#### [Problem details]
Please lay out the records in the stretch from the line containing "costume and provide bounding boxes." through the line containing "[216,0,437,82]", both included, as a two-column CSV with the headers input and output. Each row should hold one record's text and its answer, with every field in quotes, line breaks turned into spaces, and the pictures left out.

#### [Provided records]
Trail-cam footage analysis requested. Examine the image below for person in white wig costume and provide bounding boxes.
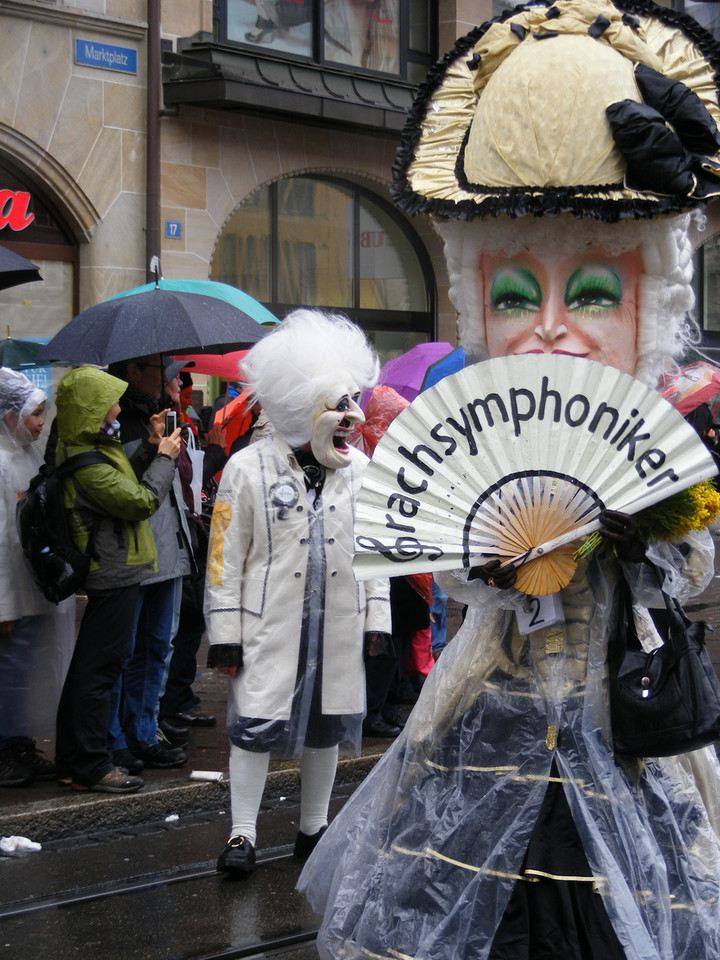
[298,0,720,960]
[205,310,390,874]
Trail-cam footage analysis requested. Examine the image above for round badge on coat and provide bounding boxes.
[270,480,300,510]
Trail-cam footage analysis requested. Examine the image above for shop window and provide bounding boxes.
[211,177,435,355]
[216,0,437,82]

--

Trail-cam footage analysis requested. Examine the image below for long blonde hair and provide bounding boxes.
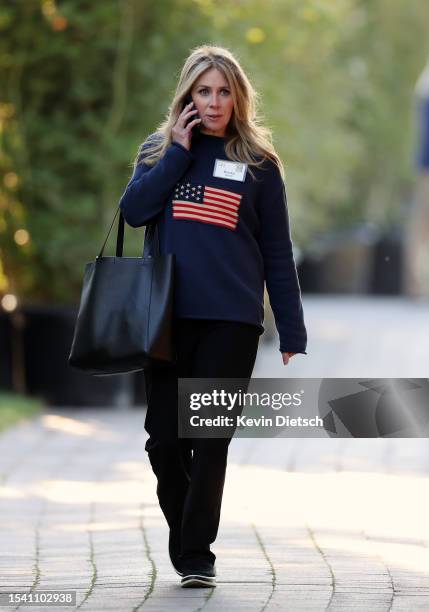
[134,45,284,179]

--

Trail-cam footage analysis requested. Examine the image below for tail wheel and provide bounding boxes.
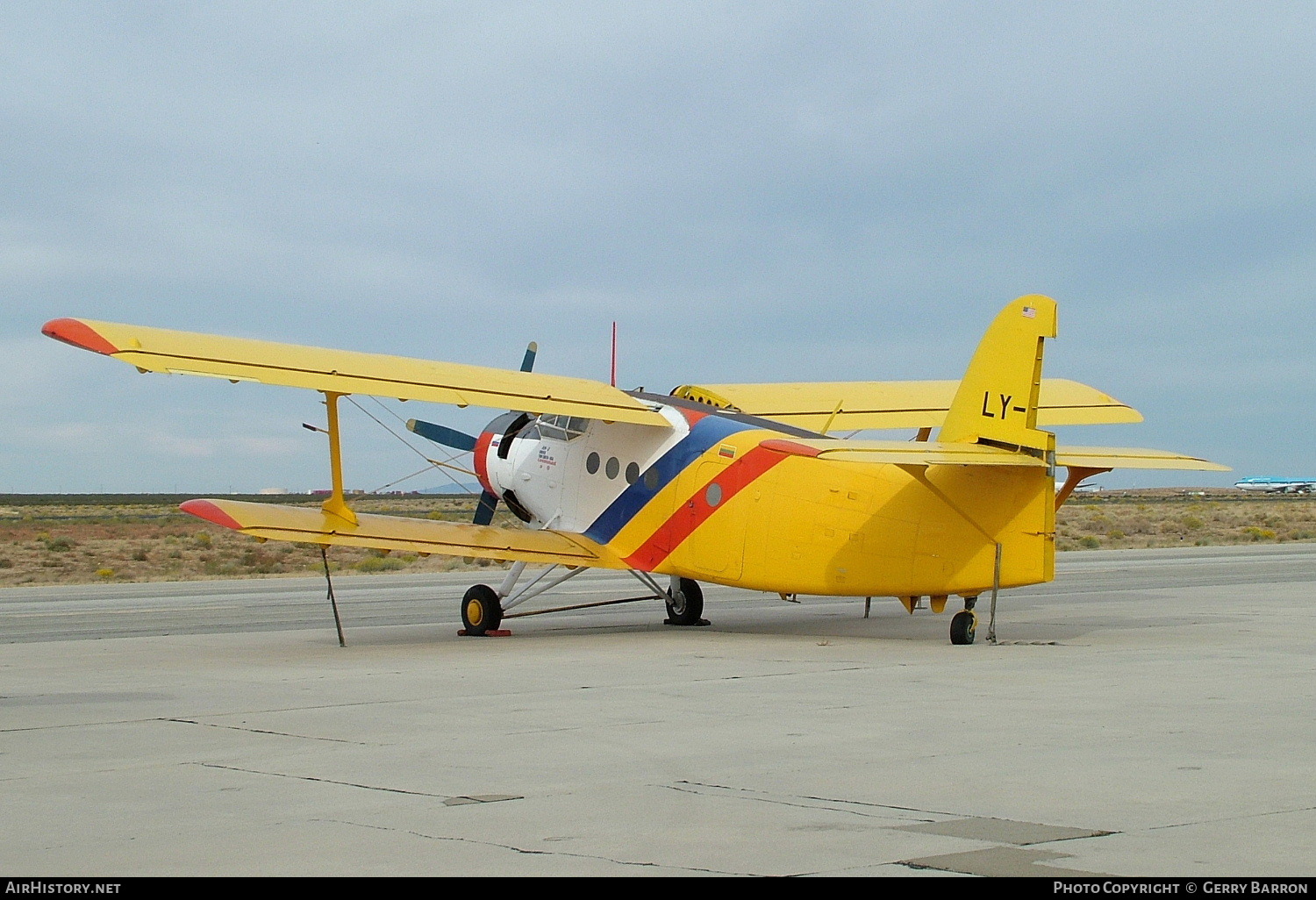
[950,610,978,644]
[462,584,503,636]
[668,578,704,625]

#### [Reply to the exercise]
input,output
"Trail-cam footage analysis requested. Examine the image below for person in white wig costume and provide bounding boxes.","[298,0,720,960] [205,310,390,874]"
"Trail-cam footage analysis requested. Examine the image above for round badge on coat and provide bounding boxes.","[270,480,300,510]"
"Trail-cam footage analysis requested. Examine the image above for shop window and provide bounding boxes.","[211,177,435,355] [216,0,437,82]"